**WHAT IS REQUIRED:**
Rewrite the part of the piece on addiction in the family that opens with the words "Even worse, many" and closes with "parent-addict’s negative behaviors.", switching "household chores" to "housework".

**EXTRACT TO READ:**
________________________________________

Addiction: The Silent Family Member

Most substance abuse treatment professionals have an expression for the effect of addiction within the context of a family. They compare it to an elephant in a living room. It’s a huge, obvious, object, right? Possibly it’s smelly, it eats a lot of food, and it makes a huge mess regularly. But the thing is, although everybody spends time taking care of it, nobody ever mentions it. Everyone pretends it’s not there. This elephant named Addiction becomes a silent member of the family.

How does all this affect the various everybody who lives in the household? The addict stands in the middle of the living room, at the center of a network, affecting each and every person in the world around him. Whether he’s the young parent of children, the older parent living in his adult child’s home, the child of parents, the teen sibling of other children in the family, or an adult sibling, his behaviors create an impact felt by others. If he works, his coworkers have noticed his addiction. His friends are addicts like he is, or if not they have minimized contact with him. Even the neighbors most likely have an awareness of some problem going on.

The Addict Lives With a Spouse/Partner. If you and a significant other live alone, don’t fool yourself that your substance abuse doesn’t affect the relationship. The effects of your addiction will be both economic and emotional. You are spending money on your alcohol or drugs that you are not putting into your shared home. Your partner assumes some of your responsibilities in maintaining the home. He or she might initially deny that you have a problem, and then when it can no longer avoided this denial turns into anger. Your shared sexuality and social life will diminish.

The Addict and Spouse Live With Their Children. Your addictive behavior will have the same effects on your spouse as above, but the impact felt by your children makes things even worse. Children naturally take the credit for everything that goes on in the world around them—good or bad—and so as they see signs of your struggle with addiction, including anger between their parents, they assume they are the cause. If you wake up every day feeling poorly from a hangover the children will think they did something to make you feel bad.

Even worse, many parents neglect their parenting responsibilities. Older children become the caretakers of younger children. The children assume responsibilities for completing household chores. Because almost half of all addicts suffer from emotional disorders, they often burden their children with their worries, and the children then have to provide emotional support for the adults. The children will grow, without nurturing, to become untrusting and to emulate the parent-addict’s negative behaviors.

________________________________________

**PROVIDED DATA:**
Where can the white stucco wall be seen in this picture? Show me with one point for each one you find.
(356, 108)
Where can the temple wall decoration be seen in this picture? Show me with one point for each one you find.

________________________________________

**SOLUTION TO THIS TASK:**
Even worse, many parents neglect their parenting responsibilities. Older children become the caretakers of younger children. The children assume responsibilities for completing housework. Because almost half of all addicts suffer from emotional disorders, they often burden their children with their worries, and the children then have to provide emotional support for the adults. The children will grow, without nurturing, to become untrusting and to emulate the parent-addict’s negative behaviors.